Compte rendu
▼▼▼

5° Les articles L. 321-8 à L. 321-10 sont abrogés. – (Adopté.)
Article additionnel après l'article 24 bis
M. le président. L'amendement n° 54, présenté par le Gouvernement, est ainsi libellé :
I. – Après l’article 24 bis, insérer un article additionnel ainsi rédigé :
Au IV de l’article 2 de la loi n° 71-498 du 29 juin 1971 relative aux experts judiciaires, après les mots : « de refus », sont insérés les mots : « d’inscription ou ».
II. – En conséquence, faire précéder cet article d’une division additionnelle et son intitulé ainsi rédigés :
« Chapitre IX bis « Dispositions relatives aux experts judiciaires »
La parole est à M. le garde des sceaux.
M. Michel Mercier, garde des sceaux. Cet amendement vise à introduire une obligation de motivation des décisions de refus d’inscription initiale sur une liste d’experts judiciaires.
Cette disposition est nécessaire pour mettre la législation française en conformité avec le droit de l’Union européenne, plus précisément avec les exigences posées par la jurisprudence récente de la Cour de justice de l’Union européenne consacrée par l’arrêt Penarroja, rendu le 17 mars dernier.
M. le président. Quel est l’avis de la commission ?
M. Yves Détraigne, rapporteur. C’est une bonne mesure, à laquelle la commission est favorable.
M. le président. En conséquence, un article additionnel ainsi rédigé est inséré dans le projet de loi, après l'article 24 bis.
chapitre x
Dispositions diverses
Article additionnel avant l'article 25
M. le président. L'amendement n° 51, présenté par le Gouvernement, est ainsi libellé :
Avant l'article 25, insérer un article additionnel ainsi rédigé :
I.- Les IV, V et VI de l’article 1er de la loi n° 71-1130 du 31 décembre 1971 portant réforme de certaines professions judiciaires et juridiques sont remplacés par un IV ainsi rédigé :
« IV.- Dans le ressort d’une même cour d'appel, lorsque la bonne administration de la justice le justifie, les avocats inscrits aux barreaux des tribunaux de grande instance dont la liste est fixée par décret en Conseil d’État après consultation du Conseil national des barreaux, peuvent postuler devant chacun de ces tribunaux.
« Les deuxième et troisième alinéas du III leur sont applicables. »

▲▲▲

Consigne
Recopiez sans la moindre modification le passage du compte rendu qui commence par « M. Yves Détraigne, rapporteur. » et se poursuit jusqu'à « l'article 24 bis. ». Seul le compte rendu ci-dessus peut servir de source.

Section des données

▼▼▼

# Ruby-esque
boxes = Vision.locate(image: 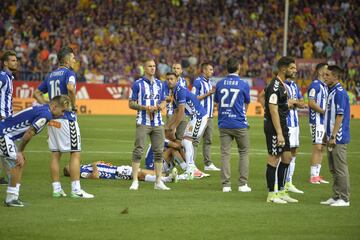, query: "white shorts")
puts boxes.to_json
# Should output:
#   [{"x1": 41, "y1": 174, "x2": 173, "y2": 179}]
[
  {"x1": 184, "y1": 115, "x2": 208, "y2": 139},
  {"x1": 0, "y1": 135, "x2": 17, "y2": 168},
  {"x1": 289, "y1": 127, "x2": 300, "y2": 148},
  {"x1": 115, "y1": 165, "x2": 132, "y2": 180},
  {"x1": 310, "y1": 124, "x2": 325, "y2": 144},
  {"x1": 48, "y1": 119, "x2": 81, "y2": 152}
]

▲▲▲

Corrigé
M. Yves Détraigne, rapporteur. C’est une bonne mesure, à laquelle la commission est favorable.
M. le président. En conséquence, un article additionnel ainsi rédigé est inséré dans le projet de loi, après l'article 24 bis.